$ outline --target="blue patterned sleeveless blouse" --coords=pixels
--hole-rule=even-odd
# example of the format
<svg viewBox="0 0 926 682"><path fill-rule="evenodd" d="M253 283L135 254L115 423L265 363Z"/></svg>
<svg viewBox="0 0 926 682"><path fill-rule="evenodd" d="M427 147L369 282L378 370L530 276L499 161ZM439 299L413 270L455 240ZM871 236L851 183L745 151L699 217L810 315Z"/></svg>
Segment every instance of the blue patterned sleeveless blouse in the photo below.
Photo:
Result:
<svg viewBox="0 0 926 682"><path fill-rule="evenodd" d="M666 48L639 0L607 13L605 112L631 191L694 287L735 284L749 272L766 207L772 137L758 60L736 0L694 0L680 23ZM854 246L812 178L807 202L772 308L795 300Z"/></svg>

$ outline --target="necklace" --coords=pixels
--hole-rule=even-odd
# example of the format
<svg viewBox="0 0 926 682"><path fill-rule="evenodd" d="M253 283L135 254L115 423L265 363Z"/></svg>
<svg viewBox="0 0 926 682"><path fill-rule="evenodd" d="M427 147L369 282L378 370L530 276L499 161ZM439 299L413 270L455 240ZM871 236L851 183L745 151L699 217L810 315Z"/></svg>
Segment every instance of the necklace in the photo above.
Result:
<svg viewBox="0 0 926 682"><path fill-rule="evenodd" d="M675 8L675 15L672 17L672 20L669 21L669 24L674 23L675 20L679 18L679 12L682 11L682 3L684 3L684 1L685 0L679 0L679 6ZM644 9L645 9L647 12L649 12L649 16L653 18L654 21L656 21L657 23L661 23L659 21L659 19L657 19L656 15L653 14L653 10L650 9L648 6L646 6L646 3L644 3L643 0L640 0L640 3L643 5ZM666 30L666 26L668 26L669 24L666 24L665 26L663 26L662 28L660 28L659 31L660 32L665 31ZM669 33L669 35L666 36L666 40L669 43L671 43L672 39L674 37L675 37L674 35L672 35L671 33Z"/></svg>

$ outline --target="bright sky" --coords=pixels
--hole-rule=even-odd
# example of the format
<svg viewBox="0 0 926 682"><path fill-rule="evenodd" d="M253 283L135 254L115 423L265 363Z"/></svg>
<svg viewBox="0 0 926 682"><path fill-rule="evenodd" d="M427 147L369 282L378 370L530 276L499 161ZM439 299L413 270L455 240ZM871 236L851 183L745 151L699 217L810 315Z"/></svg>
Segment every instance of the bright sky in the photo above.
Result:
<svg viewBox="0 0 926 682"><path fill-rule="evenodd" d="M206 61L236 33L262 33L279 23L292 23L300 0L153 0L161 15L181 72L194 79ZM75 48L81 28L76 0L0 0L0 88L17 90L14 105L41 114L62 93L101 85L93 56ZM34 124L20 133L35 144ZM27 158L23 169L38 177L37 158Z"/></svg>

* _What is expected_
Make an exact copy of the listing, including every line.

* _Output for this task_
$ outline --target="blue patterned sleeveless blouse" --coords=pixels
--hole-rule=even-odd
# example of the format
<svg viewBox="0 0 926 682"><path fill-rule="evenodd" d="M253 283L135 254L115 423L265 363Z"/></svg>
<svg viewBox="0 0 926 682"><path fill-rule="evenodd" d="M427 147L369 282L378 370L530 276L499 161ZM439 299L413 270L455 240ZM871 236L851 183L745 151L699 217L810 315Z"/></svg>
Segment every instance of the blue patterned sleeveless blouse in the photo below.
Photo:
Result:
<svg viewBox="0 0 926 682"><path fill-rule="evenodd" d="M666 48L639 0L607 13L605 112L631 191L694 287L735 284L749 272L766 207L772 137L758 60L736 0L694 0L680 23ZM854 246L812 178L807 202L772 308L795 300Z"/></svg>

$ outline --target="necklace" --coords=pixels
--hole-rule=even-odd
# example of the format
<svg viewBox="0 0 926 682"><path fill-rule="evenodd" d="M253 283L135 254L115 423L265 363Z"/></svg>
<svg viewBox="0 0 926 682"><path fill-rule="evenodd" d="M427 147L369 282L378 370L530 276L499 161ZM439 299L413 270L455 240ZM871 236L851 183L745 151L699 217L810 315Z"/></svg>
Segment every instance of the necklace in the photo above.
Result:
<svg viewBox="0 0 926 682"><path fill-rule="evenodd" d="M675 8L675 15L672 17L672 20L669 21L669 24L674 23L675 20L679 18L679 12L682 11L682 3L684 3L684 1L685 0L679 0L679 6ZM644 9L645 9L647 12L649 12L649 16L653 18L654 21L656 21L657 23L661 23L659 21L659 19L657 19L656 15L653 14L653 10L650 9L648 6L646 6L646 3L644 3L643 0L640 0L640 3L643 5ZM666 30L666 26L668 26L669 24L666 24L665 26L663 26L662 28L660 28L659 31L660 32L665 31ZM669 33L669 35L666 36L666 40L669 43L671 43L672 39L674 37L675 37L674 35L672 35L671 33Z"/></svg>

$ outline --target="bright sky" --coords=pixels
--hole-rule=even-odd
# example of the format
<svg viewBox="0 0 926 682"><path fill-rule="evenodd" d="M253 283L135 254L115 423L265 363Z"/></svg>
<svg viewBox="0 0 926 682"><path fill-rule="evenodd" d="M427 147L369 282L378 370L530 276L499 161ZM439 299L413 270L455 240ZM871 236L851 183L745 151L699 217L810 315Z"/></svg>
Segment every instance of the bright sky in the photo above.
Result:
<svg viewBox="0 0 926 682"><path fill-rule="evenodd" d="M206 61L236 33L262 33L279 23L292 23L300 0L153 0L161 15L181 72L194 79ZM75 48L81 28L76 0L0 0L0 88L17 90L14 105L41 114L62 93L101 85L93 56ZM34 124L20 133L35 144ZM27 158L23 169L38 177L37 158Z"/></svg>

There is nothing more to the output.